Extract every line of the entries below that contains the string "brick", copying each matching line in full. Matching is case-sensitive.

* **Exercise material**
-- Start --

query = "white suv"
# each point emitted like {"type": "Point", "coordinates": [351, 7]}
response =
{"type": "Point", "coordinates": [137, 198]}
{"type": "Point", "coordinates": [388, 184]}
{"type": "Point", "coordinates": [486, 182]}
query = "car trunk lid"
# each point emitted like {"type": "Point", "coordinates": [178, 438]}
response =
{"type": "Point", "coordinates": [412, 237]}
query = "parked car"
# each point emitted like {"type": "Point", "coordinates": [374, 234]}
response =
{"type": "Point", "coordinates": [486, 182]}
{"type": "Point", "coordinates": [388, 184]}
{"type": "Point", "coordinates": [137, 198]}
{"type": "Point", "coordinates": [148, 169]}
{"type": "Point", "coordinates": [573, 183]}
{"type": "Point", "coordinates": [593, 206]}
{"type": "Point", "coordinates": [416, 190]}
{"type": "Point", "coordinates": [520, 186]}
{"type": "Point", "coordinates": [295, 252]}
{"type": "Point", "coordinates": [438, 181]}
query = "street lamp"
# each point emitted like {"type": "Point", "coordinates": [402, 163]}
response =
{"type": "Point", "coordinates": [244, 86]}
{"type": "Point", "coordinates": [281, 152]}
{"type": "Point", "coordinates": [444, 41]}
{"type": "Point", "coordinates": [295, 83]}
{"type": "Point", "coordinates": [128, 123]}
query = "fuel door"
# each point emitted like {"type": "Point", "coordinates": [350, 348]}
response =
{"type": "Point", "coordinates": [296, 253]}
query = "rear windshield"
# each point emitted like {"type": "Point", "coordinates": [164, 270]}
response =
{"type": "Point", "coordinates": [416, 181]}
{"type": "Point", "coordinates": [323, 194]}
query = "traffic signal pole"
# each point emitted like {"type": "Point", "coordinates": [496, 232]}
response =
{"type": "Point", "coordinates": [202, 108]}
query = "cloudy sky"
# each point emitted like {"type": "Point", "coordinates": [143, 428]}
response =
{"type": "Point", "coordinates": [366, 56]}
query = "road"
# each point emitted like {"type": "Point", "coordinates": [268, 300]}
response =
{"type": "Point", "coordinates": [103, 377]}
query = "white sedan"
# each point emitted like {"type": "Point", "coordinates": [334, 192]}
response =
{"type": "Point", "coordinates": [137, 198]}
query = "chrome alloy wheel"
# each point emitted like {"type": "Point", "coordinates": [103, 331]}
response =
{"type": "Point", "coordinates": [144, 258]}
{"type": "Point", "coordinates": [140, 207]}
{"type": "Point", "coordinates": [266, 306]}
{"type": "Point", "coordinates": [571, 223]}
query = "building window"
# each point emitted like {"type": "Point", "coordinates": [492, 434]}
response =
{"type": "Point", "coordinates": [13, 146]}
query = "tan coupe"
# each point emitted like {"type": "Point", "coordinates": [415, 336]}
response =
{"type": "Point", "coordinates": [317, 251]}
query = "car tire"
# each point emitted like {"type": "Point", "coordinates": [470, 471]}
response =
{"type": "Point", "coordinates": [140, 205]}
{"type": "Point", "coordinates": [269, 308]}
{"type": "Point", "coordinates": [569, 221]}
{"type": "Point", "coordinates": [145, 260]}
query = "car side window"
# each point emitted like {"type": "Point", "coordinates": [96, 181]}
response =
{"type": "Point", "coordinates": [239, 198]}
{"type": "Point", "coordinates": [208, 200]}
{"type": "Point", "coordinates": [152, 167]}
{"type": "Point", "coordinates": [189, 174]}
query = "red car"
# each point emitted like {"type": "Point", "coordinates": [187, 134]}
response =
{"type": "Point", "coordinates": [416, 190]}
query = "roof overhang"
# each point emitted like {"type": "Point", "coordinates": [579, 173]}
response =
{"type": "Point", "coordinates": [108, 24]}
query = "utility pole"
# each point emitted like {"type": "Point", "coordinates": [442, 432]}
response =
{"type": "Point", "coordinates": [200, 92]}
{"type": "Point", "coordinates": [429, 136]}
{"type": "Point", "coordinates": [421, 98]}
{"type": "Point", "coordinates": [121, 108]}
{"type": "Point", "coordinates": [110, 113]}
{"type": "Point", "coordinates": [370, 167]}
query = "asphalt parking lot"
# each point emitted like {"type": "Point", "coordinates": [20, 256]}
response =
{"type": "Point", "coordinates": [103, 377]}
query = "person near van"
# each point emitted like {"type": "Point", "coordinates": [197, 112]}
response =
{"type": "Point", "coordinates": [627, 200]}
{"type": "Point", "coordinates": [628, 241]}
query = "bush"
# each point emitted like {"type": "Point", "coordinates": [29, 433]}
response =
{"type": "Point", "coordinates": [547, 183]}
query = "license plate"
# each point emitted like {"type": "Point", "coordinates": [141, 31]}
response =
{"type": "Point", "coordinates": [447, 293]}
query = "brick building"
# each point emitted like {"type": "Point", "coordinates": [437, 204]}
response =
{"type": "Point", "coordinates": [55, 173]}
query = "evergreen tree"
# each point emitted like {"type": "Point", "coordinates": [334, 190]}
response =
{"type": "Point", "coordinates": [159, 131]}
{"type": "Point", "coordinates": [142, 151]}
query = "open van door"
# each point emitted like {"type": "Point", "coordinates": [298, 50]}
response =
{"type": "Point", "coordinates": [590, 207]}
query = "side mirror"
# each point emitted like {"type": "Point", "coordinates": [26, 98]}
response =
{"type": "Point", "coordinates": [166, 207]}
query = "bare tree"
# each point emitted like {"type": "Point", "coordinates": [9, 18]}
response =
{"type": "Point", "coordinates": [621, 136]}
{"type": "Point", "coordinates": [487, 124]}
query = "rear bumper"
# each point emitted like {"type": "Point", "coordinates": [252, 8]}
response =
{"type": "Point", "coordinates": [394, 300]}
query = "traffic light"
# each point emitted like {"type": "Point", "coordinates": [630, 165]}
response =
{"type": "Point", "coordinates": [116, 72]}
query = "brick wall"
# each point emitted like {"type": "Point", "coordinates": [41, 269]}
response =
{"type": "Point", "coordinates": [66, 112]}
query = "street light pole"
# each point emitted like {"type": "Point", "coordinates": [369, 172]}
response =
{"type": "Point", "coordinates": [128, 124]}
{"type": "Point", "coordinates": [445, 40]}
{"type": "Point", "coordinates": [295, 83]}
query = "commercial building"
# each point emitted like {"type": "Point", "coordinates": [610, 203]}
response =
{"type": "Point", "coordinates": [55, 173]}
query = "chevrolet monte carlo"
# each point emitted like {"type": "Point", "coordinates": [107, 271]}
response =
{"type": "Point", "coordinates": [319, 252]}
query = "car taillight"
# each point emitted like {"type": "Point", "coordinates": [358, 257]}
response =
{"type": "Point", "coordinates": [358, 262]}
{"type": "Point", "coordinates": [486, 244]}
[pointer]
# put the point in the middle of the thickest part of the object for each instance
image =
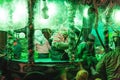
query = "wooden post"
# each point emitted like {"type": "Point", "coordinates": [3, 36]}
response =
{"type": "Point", "coordinates": [31, 4]}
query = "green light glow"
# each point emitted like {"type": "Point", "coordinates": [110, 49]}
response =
{"type": "Point", "coordinates": [117, 16]}
{"type": "Point", "coordinates": [3, 15]}
{"type": "Point", "coordinates": [52, 9]}
{"type": "Point", "coordinates": [20, 14]}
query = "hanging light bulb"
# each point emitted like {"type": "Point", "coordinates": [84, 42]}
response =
{"type": "Point", "coordinates": [45, 10]}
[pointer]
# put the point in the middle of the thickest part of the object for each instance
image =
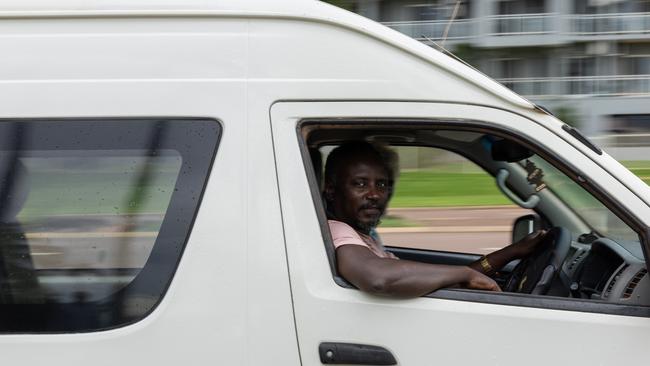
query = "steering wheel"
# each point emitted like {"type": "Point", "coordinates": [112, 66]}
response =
{"type": "Point", "coordinates": [535, 273]}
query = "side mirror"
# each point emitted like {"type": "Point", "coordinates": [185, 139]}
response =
{"type": "Point", "coordinates": [525, 225]}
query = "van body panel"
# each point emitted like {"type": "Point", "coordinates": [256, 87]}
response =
{"type": "Point", "coordinates": [430, 327]}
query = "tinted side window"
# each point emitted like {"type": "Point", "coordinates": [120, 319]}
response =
{"type": "Point", "coordinates": [94, 216]}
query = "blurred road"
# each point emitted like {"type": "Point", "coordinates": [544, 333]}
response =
{"type": "Point", "coordinates": [478, 230]}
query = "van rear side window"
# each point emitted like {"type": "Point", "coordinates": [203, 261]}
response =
{"type": "Point", "coordinates": [94, 216]}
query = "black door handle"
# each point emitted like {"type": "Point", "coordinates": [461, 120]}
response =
{"type": "Point", "coordinates": [354, 354]}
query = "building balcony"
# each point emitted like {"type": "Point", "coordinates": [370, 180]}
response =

-- End --

* **Response to the task**
query = "brick building"
query = "brick wall"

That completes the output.